#### Required task:
Which lines in the material below contain the string "notebook"? Pull out every such line and copy it over unchanged.

#### Dataset records:
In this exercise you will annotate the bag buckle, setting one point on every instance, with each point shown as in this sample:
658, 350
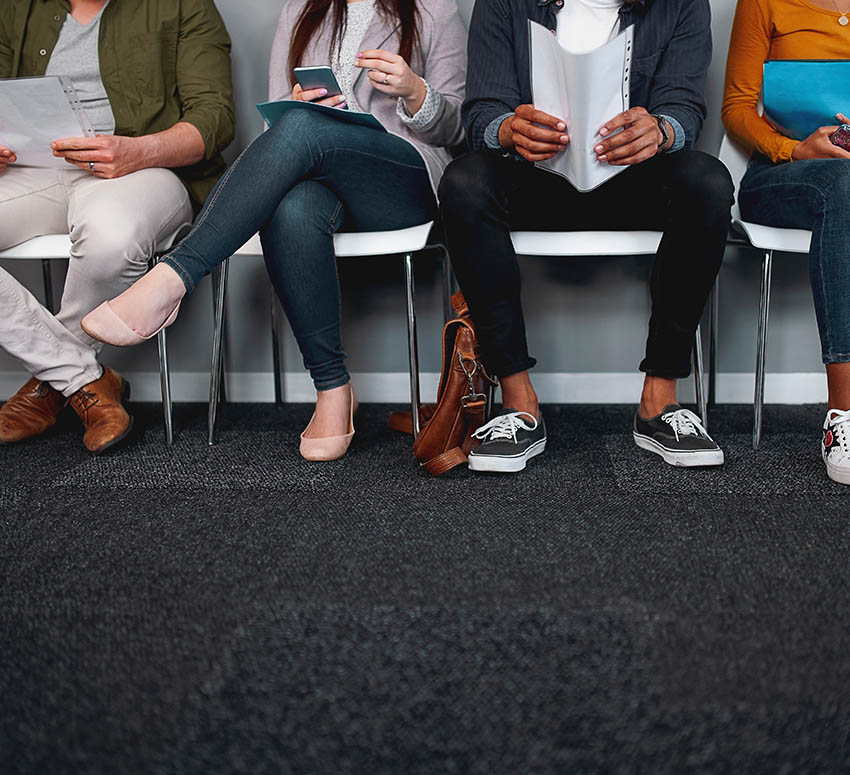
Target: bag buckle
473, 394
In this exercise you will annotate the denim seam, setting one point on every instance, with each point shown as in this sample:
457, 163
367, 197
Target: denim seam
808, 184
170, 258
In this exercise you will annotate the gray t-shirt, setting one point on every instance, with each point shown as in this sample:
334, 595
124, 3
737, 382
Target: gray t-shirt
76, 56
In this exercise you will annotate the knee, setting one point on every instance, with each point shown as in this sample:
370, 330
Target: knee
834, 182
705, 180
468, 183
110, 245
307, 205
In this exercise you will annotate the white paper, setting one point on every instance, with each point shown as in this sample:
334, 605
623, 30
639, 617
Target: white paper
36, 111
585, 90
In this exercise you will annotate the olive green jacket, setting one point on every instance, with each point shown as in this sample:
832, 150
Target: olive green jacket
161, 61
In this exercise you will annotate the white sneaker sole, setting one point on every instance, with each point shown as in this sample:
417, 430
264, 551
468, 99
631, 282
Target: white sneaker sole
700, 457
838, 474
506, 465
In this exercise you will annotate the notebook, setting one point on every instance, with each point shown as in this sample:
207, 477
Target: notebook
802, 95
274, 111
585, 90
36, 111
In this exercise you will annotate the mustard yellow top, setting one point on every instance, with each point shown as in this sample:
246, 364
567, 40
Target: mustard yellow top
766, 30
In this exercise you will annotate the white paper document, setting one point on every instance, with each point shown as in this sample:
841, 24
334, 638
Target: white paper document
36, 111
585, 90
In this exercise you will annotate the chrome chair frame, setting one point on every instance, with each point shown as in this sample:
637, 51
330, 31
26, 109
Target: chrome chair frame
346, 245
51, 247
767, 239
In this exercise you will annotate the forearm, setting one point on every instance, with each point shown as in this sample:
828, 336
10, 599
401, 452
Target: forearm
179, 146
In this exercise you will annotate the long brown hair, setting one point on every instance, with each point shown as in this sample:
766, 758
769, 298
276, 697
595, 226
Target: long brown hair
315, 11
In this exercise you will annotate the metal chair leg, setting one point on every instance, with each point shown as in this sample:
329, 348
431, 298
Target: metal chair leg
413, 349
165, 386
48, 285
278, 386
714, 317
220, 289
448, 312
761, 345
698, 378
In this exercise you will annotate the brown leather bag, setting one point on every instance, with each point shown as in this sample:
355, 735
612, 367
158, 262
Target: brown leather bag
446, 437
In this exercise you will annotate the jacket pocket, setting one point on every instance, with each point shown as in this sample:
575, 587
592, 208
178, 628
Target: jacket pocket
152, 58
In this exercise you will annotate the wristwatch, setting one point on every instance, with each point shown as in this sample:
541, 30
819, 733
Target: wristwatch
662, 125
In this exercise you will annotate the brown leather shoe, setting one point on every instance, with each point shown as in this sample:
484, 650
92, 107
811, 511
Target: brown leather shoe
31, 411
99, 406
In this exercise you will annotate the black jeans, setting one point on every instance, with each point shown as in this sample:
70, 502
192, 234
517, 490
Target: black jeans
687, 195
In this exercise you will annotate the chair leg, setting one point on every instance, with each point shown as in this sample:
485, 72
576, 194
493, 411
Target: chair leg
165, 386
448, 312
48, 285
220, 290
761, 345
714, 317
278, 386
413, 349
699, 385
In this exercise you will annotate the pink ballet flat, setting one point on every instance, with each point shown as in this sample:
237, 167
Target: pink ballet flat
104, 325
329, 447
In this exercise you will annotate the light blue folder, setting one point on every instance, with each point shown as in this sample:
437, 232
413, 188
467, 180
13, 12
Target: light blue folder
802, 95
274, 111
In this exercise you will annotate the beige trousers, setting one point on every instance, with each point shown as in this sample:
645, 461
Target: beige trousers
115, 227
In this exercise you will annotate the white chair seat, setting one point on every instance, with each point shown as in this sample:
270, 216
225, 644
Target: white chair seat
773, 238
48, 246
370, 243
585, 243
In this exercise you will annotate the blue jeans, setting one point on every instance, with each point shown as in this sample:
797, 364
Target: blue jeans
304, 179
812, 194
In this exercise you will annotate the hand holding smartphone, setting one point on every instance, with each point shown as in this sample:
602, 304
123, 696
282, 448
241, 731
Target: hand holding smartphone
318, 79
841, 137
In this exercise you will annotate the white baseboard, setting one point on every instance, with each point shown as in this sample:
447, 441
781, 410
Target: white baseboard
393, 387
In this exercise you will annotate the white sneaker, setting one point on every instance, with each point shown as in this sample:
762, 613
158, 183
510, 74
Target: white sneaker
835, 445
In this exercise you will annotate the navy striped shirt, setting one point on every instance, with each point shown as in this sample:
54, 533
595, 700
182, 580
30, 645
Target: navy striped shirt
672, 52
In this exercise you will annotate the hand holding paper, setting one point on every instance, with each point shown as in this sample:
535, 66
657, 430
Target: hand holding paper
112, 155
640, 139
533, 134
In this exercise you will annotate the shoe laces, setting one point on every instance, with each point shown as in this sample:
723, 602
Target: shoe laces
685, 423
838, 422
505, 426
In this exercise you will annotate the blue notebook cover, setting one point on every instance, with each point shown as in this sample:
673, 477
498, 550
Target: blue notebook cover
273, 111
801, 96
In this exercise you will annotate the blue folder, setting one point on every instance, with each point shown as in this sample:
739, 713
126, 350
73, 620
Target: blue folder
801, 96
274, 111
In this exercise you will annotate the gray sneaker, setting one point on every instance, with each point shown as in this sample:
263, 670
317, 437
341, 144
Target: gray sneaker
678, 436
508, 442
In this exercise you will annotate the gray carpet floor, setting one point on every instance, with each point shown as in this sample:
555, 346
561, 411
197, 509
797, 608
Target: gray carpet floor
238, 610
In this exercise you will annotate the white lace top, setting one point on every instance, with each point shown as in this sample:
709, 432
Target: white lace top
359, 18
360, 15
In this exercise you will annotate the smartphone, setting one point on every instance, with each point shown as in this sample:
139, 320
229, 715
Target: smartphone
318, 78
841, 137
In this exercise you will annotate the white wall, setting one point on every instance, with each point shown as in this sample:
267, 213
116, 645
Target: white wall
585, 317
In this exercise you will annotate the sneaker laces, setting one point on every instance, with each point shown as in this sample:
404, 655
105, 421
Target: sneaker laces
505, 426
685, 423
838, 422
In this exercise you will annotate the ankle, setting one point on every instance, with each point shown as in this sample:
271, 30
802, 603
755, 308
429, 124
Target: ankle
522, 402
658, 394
==
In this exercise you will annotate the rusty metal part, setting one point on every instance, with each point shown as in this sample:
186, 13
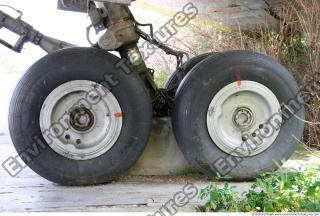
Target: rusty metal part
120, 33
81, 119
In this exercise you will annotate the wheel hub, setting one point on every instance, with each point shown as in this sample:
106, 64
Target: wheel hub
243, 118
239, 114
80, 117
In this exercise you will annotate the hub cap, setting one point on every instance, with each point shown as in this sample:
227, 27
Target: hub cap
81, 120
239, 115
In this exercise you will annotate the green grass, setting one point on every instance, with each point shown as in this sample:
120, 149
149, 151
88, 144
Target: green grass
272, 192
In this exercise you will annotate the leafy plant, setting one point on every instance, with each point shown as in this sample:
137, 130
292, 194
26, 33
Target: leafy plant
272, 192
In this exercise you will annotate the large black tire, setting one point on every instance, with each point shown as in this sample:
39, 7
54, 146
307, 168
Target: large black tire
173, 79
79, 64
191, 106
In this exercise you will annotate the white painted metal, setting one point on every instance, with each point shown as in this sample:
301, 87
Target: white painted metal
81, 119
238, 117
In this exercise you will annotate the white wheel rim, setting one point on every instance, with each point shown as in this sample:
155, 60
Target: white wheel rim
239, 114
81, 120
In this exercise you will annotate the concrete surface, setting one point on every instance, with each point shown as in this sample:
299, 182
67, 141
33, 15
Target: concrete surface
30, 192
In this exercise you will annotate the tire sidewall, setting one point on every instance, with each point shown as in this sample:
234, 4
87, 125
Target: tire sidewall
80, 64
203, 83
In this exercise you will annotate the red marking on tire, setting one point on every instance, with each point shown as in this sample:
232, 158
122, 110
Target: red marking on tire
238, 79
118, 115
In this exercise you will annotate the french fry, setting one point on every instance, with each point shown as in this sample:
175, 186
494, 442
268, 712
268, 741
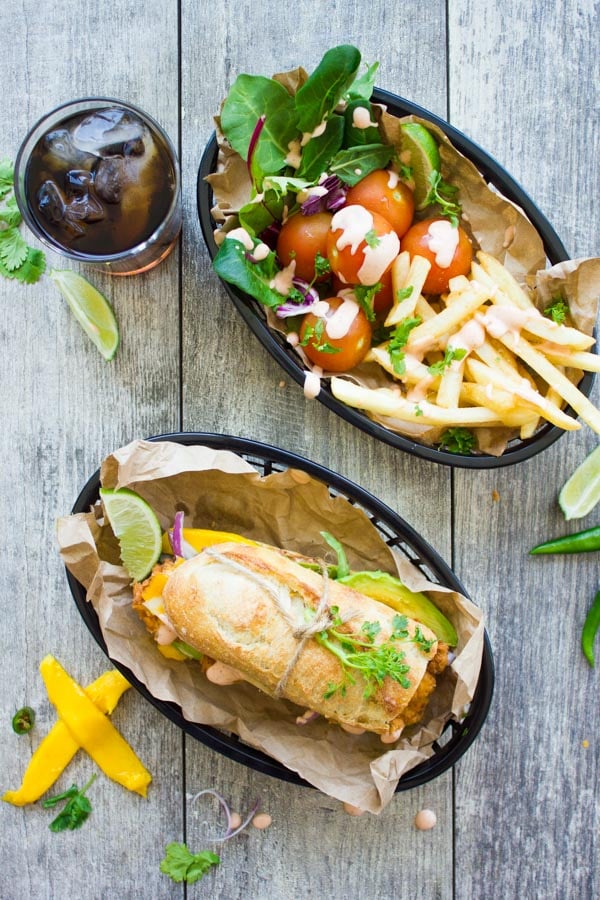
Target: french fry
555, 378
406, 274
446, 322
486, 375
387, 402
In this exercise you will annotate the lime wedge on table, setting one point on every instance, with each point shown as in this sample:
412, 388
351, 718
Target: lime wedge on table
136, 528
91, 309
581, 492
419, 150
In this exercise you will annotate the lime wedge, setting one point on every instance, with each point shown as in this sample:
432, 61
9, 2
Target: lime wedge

#### Output:
In this exercise you will annotate the notebook, setting one point on every instance, with each point shown as in this sample:
Target: notebook
In this exercise you will annotate the blue notebook cover, setting one point on every instance, with each point shown as in this sample:
Target: blue notebook cover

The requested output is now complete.